#### [WHAT THIS EXERCISE ASKS]
a: Name every cause of ingrown toenails that the ingrown toenail article lists.
b: Pick up the ingrown toenail article after its final sentence and keep writing it.

#### [SOURCE EXTRACT]
BEGIN
Thanks again Nicole!!  For more free helpful running information, please go to my FB page:  Click Here

On Ingrown Toenails…..

Unfortunately a relatively common injury due to the repeated stress of our pounding is an ingrown toenail.  It may be annoying and trivial at first, but it can get pretty serious and then as bad as requiring surgery later.  Again I turn to the pros who know more than I do on the subject.  According to local North NJ podiatrist Nicole Hayward:

“What Is an Ingrown Toenail?

When a toenail is ingrown, it is curved and grows into the skin, usually at the nail borders (the sides of the nail). This “digging in” of the nail irritates the skin, often creating pain, redness, swelling, and warmth in the toe.

If an ingrown nail causes a break in the skin, bacteria may enter and cause an infection in the area, which is often marked by drainage and a foul odor. However, even if the toe isn’t painful, red, swollen, or warm, a nail that curves downward into the skin can progress to an infection.

 

Causes
Causes of ingrown toenails include:

  • Heredity. In many people, the tendency for ingrown toenails is inherited.
  • Trauma. Sometimes an ingrown toenail is the result of trauma, such as stubbing your toe, having an object fall on your toe, or engaging in activities that involve repeated pressure on the toes, such as kicking or running.
  • Improper trimming. The most common cause of ingrown toenails is cutting your nails too short. This encourages the skin next to the nail to fold over the nail.
  • Improperly sized footwear. Ingrown toenails can result from wearing socks and shoes that are tight or short.
  • Nail Conditions. Ingrown toenails can be caused by nail problems, such as fungal infections or losing a nail due to trauma.

Treatment
Sometimes initial treatment for ingrown toenails can be safely performed at home. However, home treatment is strongly discouraged if an infection is suspected, or for those who have medical conditions that put feet at high risk, such as diabetes, nerve damage in the foot, or poor circulation.

Home care:
If you don’t have an infection or any of the above medical conditions, you can soak your foot in room-temperature water (adding Epsom’s salt may be recommended by your doctor), and gently massage the side of the nail fold to help reduce the inflammation.

Avoid attempting “bathroom surgery.” Repeated cutting of the nail can cause the condition to worsen over time. If your symptoms fail to improve, it’s time to see a foot and ankle surgeon.
END
#### [GIVEN DATA]
BEGIN
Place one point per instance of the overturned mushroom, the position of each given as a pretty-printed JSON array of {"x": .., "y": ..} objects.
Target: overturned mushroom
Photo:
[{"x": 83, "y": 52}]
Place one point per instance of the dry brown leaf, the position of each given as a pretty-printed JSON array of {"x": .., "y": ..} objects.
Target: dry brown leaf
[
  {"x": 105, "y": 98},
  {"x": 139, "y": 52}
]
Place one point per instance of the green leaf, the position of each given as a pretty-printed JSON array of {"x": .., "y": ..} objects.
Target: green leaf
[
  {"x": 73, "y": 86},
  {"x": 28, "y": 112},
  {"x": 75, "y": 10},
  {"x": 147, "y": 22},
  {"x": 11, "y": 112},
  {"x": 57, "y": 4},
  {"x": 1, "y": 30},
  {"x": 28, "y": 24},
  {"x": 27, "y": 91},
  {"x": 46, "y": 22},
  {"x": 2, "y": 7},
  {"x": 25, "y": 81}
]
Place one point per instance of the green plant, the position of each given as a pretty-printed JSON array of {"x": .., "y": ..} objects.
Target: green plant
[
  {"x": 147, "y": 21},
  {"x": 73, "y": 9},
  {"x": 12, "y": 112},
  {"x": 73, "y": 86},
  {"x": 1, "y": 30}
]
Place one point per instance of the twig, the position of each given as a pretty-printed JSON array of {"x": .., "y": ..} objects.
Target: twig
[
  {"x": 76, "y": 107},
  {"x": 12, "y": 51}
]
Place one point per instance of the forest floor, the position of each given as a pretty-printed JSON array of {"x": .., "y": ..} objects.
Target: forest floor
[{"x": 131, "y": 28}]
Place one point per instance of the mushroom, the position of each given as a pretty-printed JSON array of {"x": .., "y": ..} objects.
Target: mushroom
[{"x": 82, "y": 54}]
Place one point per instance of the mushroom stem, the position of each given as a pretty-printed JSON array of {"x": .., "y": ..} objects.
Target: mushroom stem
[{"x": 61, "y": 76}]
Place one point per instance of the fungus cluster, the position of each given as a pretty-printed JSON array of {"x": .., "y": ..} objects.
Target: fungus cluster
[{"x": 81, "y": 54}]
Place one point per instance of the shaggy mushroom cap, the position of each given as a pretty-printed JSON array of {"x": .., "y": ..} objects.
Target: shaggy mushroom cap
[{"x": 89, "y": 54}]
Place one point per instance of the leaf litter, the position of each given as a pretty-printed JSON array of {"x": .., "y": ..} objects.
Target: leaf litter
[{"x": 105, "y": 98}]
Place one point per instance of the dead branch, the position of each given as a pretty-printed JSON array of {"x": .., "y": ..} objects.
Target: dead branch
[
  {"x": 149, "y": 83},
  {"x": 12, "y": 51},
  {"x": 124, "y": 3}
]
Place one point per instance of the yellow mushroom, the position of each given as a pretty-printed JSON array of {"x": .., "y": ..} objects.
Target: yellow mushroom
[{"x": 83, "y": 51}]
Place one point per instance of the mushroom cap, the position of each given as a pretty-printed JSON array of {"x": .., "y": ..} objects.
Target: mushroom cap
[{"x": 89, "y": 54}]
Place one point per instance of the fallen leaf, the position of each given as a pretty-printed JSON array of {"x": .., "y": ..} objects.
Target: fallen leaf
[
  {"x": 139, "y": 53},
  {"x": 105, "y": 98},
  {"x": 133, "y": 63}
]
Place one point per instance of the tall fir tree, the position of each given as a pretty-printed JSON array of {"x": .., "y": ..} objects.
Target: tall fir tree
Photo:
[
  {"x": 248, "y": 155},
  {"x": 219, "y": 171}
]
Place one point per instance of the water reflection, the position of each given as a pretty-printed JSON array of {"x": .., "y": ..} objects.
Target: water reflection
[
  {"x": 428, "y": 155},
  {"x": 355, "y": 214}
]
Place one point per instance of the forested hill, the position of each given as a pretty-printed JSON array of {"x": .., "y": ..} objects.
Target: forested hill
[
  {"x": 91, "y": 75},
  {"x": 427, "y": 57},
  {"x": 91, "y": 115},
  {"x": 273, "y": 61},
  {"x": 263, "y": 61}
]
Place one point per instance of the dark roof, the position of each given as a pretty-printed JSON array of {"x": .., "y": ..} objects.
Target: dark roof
END
#### [OUTPUTS BY TASK]
a: Heredity, trauma, improper trimming, improperly sized footwear, nail conditions

b:
Physician care:
After examining the toe, the foot and ankle surgeon will select the treatment best suited for you. If an infection is present, an oral antibiotic may be prescribed.

Sometimes a minor surgical procedure, often performed in the office, will ease the pain and remove the offending nail. After applying a local anesthetic, the doctor removes part of the nail’s side border. Some nails may become ingrown again, requiring removal of the nail root.

Following the nail procedure, a light bandage will be applied. Most people experience very little pain after surgery and may resume normal activity the next day. If your surgeon has prescribed an oral antibiotic, be sure to take all the medication, even if your symptoms have improved.

Preventing Ingrown Toenails
Many cases of ingrown toenails may be prevented by:

  • Proper trimming. Cut toenails in a fairly straight line, and don’t cut them too short. You should be able to get your fingernail under the sides and end of the nail.
  • Well-fitted shoes and socks. Don’t wear shoes that are short or tight in the toe area. Avoid shoes that are loose, because they too cause pressure on the toes, especially when running or walking briskly.
What You Should Know About Home Treatment 

  • Don’t cut a notch in the nail. Contrary to what some people believe, this does not reduce the tendency for the nail to curve downward.
  • Don’t repeatedly trim nail borders. Repeated trimming does not change the way the nail grows, and can make the condition worse.
  • Don’t place cotton under the nail. Not only does this not relieve the pain, it provides a place for harmful bacteria to grow, resulting in infection.
  • Over-the-counter medications are ineffective. Topical medications may mask the pain, but they don’t correct the underlying problem.”